Data for this exercise:
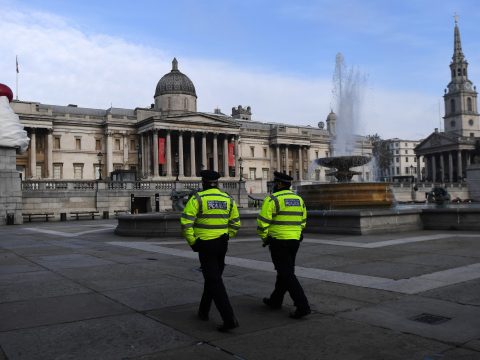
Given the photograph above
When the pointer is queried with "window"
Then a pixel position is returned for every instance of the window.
(39, 170)
(56, 142)
(78, 171)
(96, 169)
(265, 173)
(40, 143)
(57, 171)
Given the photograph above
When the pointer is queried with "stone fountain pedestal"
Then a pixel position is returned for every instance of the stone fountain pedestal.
(10, 188)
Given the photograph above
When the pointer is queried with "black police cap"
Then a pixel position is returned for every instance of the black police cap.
(209, 175)
(278, 176)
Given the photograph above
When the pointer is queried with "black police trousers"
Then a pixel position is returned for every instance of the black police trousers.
(211, 254)
(283, 253)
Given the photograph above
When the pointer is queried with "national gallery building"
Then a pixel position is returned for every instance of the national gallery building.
(170, 141)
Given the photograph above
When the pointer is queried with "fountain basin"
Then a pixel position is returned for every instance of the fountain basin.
(347, 195)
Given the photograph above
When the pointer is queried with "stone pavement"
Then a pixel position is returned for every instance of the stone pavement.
(74, 290)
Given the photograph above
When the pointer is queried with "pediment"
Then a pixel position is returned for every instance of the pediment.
(202, 119)
(437, 140)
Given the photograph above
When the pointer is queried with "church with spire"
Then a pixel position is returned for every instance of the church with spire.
(448, 153)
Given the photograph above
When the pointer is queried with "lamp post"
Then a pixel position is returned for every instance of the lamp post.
(100, 156)
(177, 167)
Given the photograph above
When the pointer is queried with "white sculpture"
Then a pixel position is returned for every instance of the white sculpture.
(12, 133)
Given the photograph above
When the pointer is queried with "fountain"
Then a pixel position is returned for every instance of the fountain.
(345, 194)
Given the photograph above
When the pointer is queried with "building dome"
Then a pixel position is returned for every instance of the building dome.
(175, 82)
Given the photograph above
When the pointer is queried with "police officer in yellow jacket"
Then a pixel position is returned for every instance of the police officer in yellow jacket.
(209, 220)
(280, 225)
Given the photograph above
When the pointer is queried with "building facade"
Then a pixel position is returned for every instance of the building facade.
(448, 154)
(405, 165)
(169, 141)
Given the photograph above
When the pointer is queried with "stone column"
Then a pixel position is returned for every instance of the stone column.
(50, 154)
(286, 159)
(450, 167)
(300, 163)
(109, 157)
(204, 152)
(169, 153)
(279, 165)
(419, 169)
(225, 157)
(442, 168)
(237, 156)
(192, 155)
(215, 152)
(181, 172)
(459, 166)
(33, 153)
(155, 153)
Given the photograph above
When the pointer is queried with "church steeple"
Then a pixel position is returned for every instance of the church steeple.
(461, 115)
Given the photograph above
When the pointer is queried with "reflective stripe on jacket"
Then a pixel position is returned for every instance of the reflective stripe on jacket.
(208, 215)
(283, 216)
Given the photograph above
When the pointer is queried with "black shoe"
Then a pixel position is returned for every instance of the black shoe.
(229, 325)
(298, 314)
(271, 305)
(202, 316)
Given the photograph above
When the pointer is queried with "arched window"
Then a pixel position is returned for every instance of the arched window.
(452, 105)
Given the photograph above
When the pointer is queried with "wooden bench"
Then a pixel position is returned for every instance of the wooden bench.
(117, 212)
(31, 216)
(78, 214)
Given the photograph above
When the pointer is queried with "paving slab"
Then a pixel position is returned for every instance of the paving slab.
(329, 338)
(464, 293)
(53, 310)
(70, 261)
(168, 291)
(113, 337)
(38, 284)
(12, 263)
(398, 315)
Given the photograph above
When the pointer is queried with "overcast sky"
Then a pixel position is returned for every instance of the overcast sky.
(276, 56)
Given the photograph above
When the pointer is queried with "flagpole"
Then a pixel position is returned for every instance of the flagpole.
(16, 90)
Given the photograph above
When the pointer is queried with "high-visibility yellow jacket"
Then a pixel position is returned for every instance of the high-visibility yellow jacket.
(208, 215)
(283, 216)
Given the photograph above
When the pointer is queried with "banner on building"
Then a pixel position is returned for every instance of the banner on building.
(231, 155)
(161, 151)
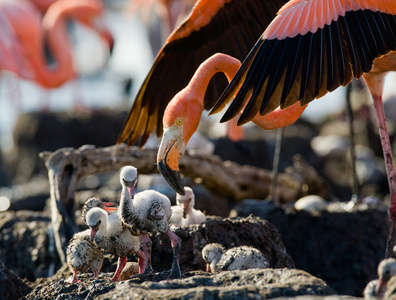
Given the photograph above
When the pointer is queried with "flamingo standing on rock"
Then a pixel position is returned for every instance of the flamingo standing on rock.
(147, 211)
(310, 48)
(27, 28)
(227, 26)
(110, 235)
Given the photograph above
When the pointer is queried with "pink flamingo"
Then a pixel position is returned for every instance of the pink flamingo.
(26, 30)
(183, 114)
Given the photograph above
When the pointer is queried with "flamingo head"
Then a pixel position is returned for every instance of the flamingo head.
(181, 120)
(186, 201)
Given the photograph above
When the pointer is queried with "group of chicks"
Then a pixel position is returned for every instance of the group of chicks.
(110, 231)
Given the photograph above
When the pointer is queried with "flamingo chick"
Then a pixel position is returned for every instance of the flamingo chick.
(110, 235)
(95, 202)
(184, 212)
(147, 211)
(237, 258)
(82, 254)
(183, 113)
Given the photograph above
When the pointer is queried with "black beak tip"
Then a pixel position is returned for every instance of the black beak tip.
(172, 177)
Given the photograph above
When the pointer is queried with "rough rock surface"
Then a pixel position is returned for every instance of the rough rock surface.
(11, 286)
(25, 246)
(341, 247)
(248, 284)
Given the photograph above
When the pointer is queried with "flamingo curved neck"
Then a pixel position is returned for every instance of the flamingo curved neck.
(217, 63)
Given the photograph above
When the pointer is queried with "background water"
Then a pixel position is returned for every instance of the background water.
(102, 81)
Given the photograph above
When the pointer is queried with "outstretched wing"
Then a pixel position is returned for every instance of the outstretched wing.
(227, 26)
(310, 48)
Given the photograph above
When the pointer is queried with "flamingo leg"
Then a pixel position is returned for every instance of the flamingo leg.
(390, 170)
(146, 244)
(141, 261)
(120, 266)
(176, 245)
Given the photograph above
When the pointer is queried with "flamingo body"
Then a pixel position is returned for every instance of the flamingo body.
(27, 29)
(183, 114)
(227, 26)
(111, 236)
(147, 211)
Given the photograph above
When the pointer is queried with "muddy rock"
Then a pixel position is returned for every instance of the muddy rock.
(230, 233)
(342, 247)
(11, 286)
(247, 284)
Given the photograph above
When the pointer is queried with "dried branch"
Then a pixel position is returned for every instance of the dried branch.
(67, 166)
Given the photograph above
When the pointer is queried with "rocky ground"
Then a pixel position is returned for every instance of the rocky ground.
(330, 252)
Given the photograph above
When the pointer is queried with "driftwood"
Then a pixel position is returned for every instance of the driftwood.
(67, 166)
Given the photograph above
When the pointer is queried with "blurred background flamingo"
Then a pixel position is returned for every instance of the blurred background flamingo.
(30, 31)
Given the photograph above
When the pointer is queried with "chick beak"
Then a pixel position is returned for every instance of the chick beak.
(109, 206)
(94, 230)
(185, 208)
(208, 267)
(168, 163)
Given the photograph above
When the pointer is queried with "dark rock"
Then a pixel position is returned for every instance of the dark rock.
(247, 284)
(230, 233)
(37, 131)
(25, 244)
(11, 286)
(343, 248)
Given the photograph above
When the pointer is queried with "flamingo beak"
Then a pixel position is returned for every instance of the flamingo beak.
(168, 160)
(381, 286)
(185, 208)
(109, 206)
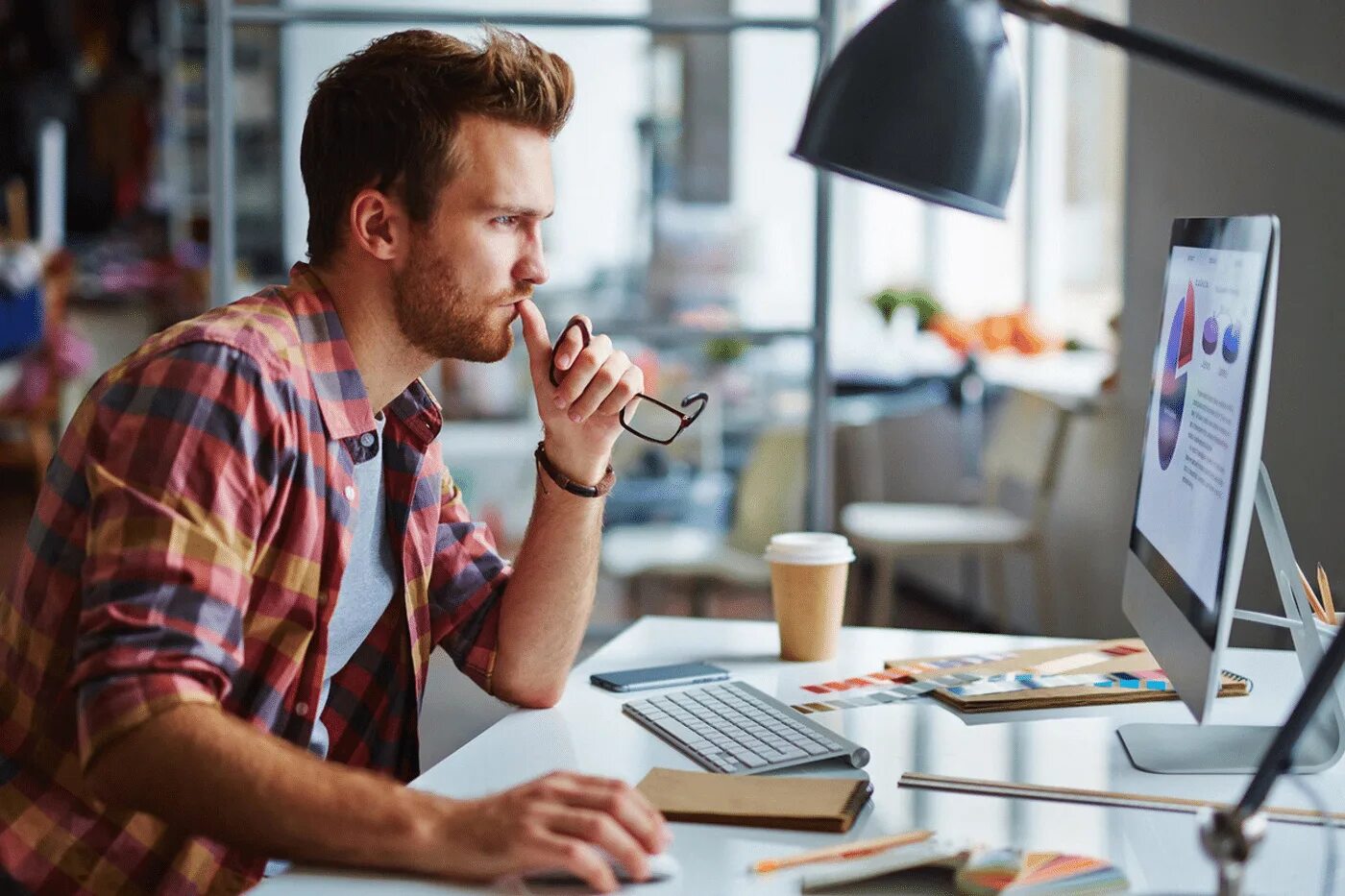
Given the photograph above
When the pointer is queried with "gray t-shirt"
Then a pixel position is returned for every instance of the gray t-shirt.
(367, 586)
(366, 590)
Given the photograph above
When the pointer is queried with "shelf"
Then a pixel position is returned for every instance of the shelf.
(676, 334)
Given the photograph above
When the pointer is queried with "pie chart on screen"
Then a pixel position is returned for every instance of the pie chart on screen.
(1172, 397)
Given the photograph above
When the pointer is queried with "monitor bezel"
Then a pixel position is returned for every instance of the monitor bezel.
(1251, 233)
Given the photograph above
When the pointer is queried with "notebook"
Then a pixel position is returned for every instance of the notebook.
(1100, 661)
(797, 804)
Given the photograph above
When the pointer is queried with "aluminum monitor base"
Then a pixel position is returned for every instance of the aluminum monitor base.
(1226, 750)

What is required:
Omit the pictures and reproduce the listing exactly.

Worked answer:
Given the photograph above
When the pointer is queried with "window"
Then a pixel position is returned for every instance of the window.
(39, 170)
(56, 142)
(78, 171)
(96, 169)
(265, 173)
(40, 143)
(57, 171)
Given the photograph above
When the pointer is queried with "stone fountain pedestal"
Then a pixel position is returned for every instance of the stone fountain pedestal.
(10, 188)
Given the photograph above
When the pointer is queried with "black police cap"
Then a pixel position is returned for every instance of the black police cap.
(209, 175)
(278, 176)
Given the photograph above
When the pointer is queried with "black police trousers"
Then a pixel position is returned for every instance of the black police trousers.
(211, 254)
(283, 253)
Given the photograph above
When the pointer is queried with "national gallery building"
Then a pixel position is returned for every instance of the national gallery building.
(170, 141)
Given the photograph above
When the pointer is queried with "fountain basin"
Then a pixel position is returned for every instance of the fountain basin.
(347, 195)
Given the photograph above
When the pointer is queried with "stone pavement"
Then a pixel position is returned for every instance of the stone pavement.
(74, 290)
Given the photograph above
When the pointer is queried with "pediment"
Then a pixel position is returned for every instance of the pediment.
(202, 119)
(437, 140)
Given the photograph above
When the pointer is queried with "church with spire"
Then a pixel position is returned for every instance of the church with spire.
(448, 153)
Given the photograph above
When the pointer is queried with "lamp post"
Then a pixel position is returned for every instance of the lamp post.
(100, 156)
(177, 167)
Given the photograph above
When the pointer is queried with "white sculpture"
Then a pixel position is returned for every instance of the white sculpture.
(12, 133)
Given the photograph above
When the pointer is queried with "fountain"
Then a pixel position is returned for every instance of the fountain.
(345, 194)
Given the photograph above
When the pointer is queried with "building dome"
Then a pixel position is returned for every instance of the building dome.
(175, 82)
Given the photograph above
When the pointer is queried with "police officer in yellow jacket"
Then a pixel position is returned for every instance of the police officer in yellow jacket.
(209, 220)
(280, 225)
Given the photograph above
When the pointer is queried with "building facade"
Then a pixel position is returned for every instance of the building facade.
(448, 154)
(405, 165)
(169, 141)
Given the photograph above
When the pointer is queried with "stone column"
Then a pixel position is returned for every instance of the stone column.
(50, 154)
(286, 159)
(450, 167)
(300, 163)
(109, 157)
(204, 152)
(169, 153)
(279, 165)
(419, 169)
(225, 157)
(442, 168)
(237, 156)
(192, 155)
(215, 152)
(181, 172)
(459, 166)
(33, 153)
(155, 153)
Given the photograph above
When the pointer is queried with "church steeple"
Then a pixel position is returned for every instance of the church steeple.
(461, 115)
Given the photograph above
When the pointer is queried with "reflective stripe on jacket"
Then a pixel position is returned for every instance of the reflective stripe on jacket.
(208, 215)
(283, 216)
Given the photograph above
When the pointer is queried with "black shoe"
Then a pixel position is returned for every instance of the black shoe.
(229, 325)
(298, 314)
(271, 305)
(202, 316)
Given the photograph above
When the pointer is queried with "arched window"
Then a pixel position is returned for every instance of the arched window.
(452, 105)
Given the photograph above
When the pointer is queried with "wooden bench"
Then a pixel position is returned for every instance of the wooden bench.
(117, 212)
(31, 216)
(78, 214)
Given the photograph above
When the pointer is queried with "paving slab"
Then a pixel position is returned for every instance of the paving slab.
(329, 338)
(464, 293)
(53, 310)
(70, 261)
(168, 291)
(113, 337)
(38, 284)
(12, 263)
(398, 315)
Given the photograph above
When the pointer is queried with "overcast sky"
Then a pixel position is returned for every instance of the overcast sky.
(276, 56)
Given the photograph above
When the pointer is queried with "flagpole"
Then a pixel position is returned for every instance of the flagpole.
(16, 90)
Given the photograph above
When the pointer is queried with "high-visibility yellow jacket"
Then a pixel position is returned for every instance of the high-visibility yellow jacket.
(208, 215)
(283, 216)
Given the photograph above
When the pointer is queried with "banner on building"
Then a pixel position is returned for every instance of the banner on building.
(231, 155)
(161, 151)
Given the photograph above
When the pointer is queried with "flamingo standing on rock"
Then a pixel position is returned for every instance of the flamingo standing on rock.
(147, 211)
(310, 48)
(27, 28)
(227, 26)
(110, 235)
Given the photograph above
When the pointer is queried with "pink flamingo"
Then a pixel position is returned for every instance of the pink flamingo.
(26, 30)
(183, 114)
Given the photograph above
When the pointer is queried with "flamingo head"
Then a pixel position is returned for every instance of the flamingo head.
(181, 120)
(186, 201)
Given the photograph above
When the pointer is queried with "group of chicks"
Then a pixel position is returned for every instance of the group of chicks.
(110, 231)
Given the photograph above
When the pointer is queried with "flamingo chick"
Then a pixel position is returned for every instance of the flamingo chick.
(110, 235)
(95, 202)
(184, 212)
(147, 211)
(237, 258)
(82, 254)
(183, 113)
Given the photograph above
When the pointer is queried with "black beak tip"
Then a pixel position is returned for every instance of the black beak tip.
(172, 177)
Given the photograph above
When the pointer is queried with "rough rock surface"
Then a pixel position is returned for every instance of the rough rock surface.
(11, 286)
(25, 246)
(341, 247)
(248, 284)
Given the photograph above
When the pointer is queried with "flamingo curved neck"
Then a pixel position is returned for every instance of the flamingo curved neck.
(217, 63)
Given the photograph above
When the pointer is queried with "background water"
Then a pixel position is returned for every instance of the background water.
(102, 81)
Given the photograph above
When the pointer is queried with "outstretched wing"
Then a pixel position is returned for every instance of the outstretched wing.
(227, 26)
(310, 48)
Given the photograph above
When the pointer is queried with "flamingo leg"
Then a pixel position is returned for every instance of the flamingo leg.
(390, 170)
(146, 244)
(141, 261)
(120, 266)
(176, 245)
Given the photograph above
When the pointer is queried with "flamingo body"
Then a pixel position is returned for every instance of the flamingo body.
(27, 29)
(183, 114)
(227, 26)
(111, 236)
(147, 211)
Given the photograph above
When the pointer is queried with "muddy rock"
Then a pixel position is returned for every instance of the muddy rock.
(230, 233)
(342, 247)
(11, 286)
(247, 284)
Given the photograph above
When the pointer is queried with "dried branch"
Then a pixel position is returned for every instance of the dried branch.
(67, 166)
Given the photograph above
When the pointer is queried with "rocky ground"
Then a pixel position is returned for every instance of the rocky ground.
(330, 252)
Given the photograph above
When the pointer is queried with "driftwood"
Then a pixel position is returned for every instance of the driftwood.
(67, 166)
Given the photograph above
When the pointer is queried with "blurred background flamingo"
Then a pixel position is returned for every instance of the blurred background flamingo.
(30, 31)
Given the photograph above
When the pointer is queried with "chick beak"
Then a pixel position is returned for every instance of the chick beak.
(109, 206)
(94, 230)
(185, 208)
(208, 267)
(168, 163)
Given the photograph above
When the pointer is queried with "dark rock"
Then a pixel position is returned for every instance of the dark rock.
(247, 284)
(230, 233)
(37, 131)
(25, 244)
(11, 286)
(343, 248)
Given the photograph above
When the pointer is queried with "flamingo beak"
Then a pixel position is returned for every instance of the flamingo beak.
(168, 160)
(381, 286)
(185, 208)
(109, 206)
Given the photograph above
When the pointer is queried with "gray t-shirt"
Then a pixel position is returned for every instance of the gray t-shirt.
(367, 586)
(366, 590)
Given the photograph above
When the pointer is queried with "shelf"
Then a pixel position is returned for every instance of the shelf.
(676, 334)
Given the photograph above
When the pointer is queried with "pie chart on screen"
Then a pixel position is returned for every instance of the pie chart on screen.
(1172, 397)
Given the photograph above
When the pointer is queried with "monitor bezel"
Then a pixel position is returned for every instance of the monitor bezel.
(1251, 233)
Given the photograph above
When the pointer is queried with "notebook"
Then a pixel position is returned for every instance of the notebook.
(1100, 661)
(797, 804)
Given the photograph above
When the pointer is queried with "aluminum monitor base"
Then a pixel position is returned for every instance of the aluminum monitor base.
(1226, 750)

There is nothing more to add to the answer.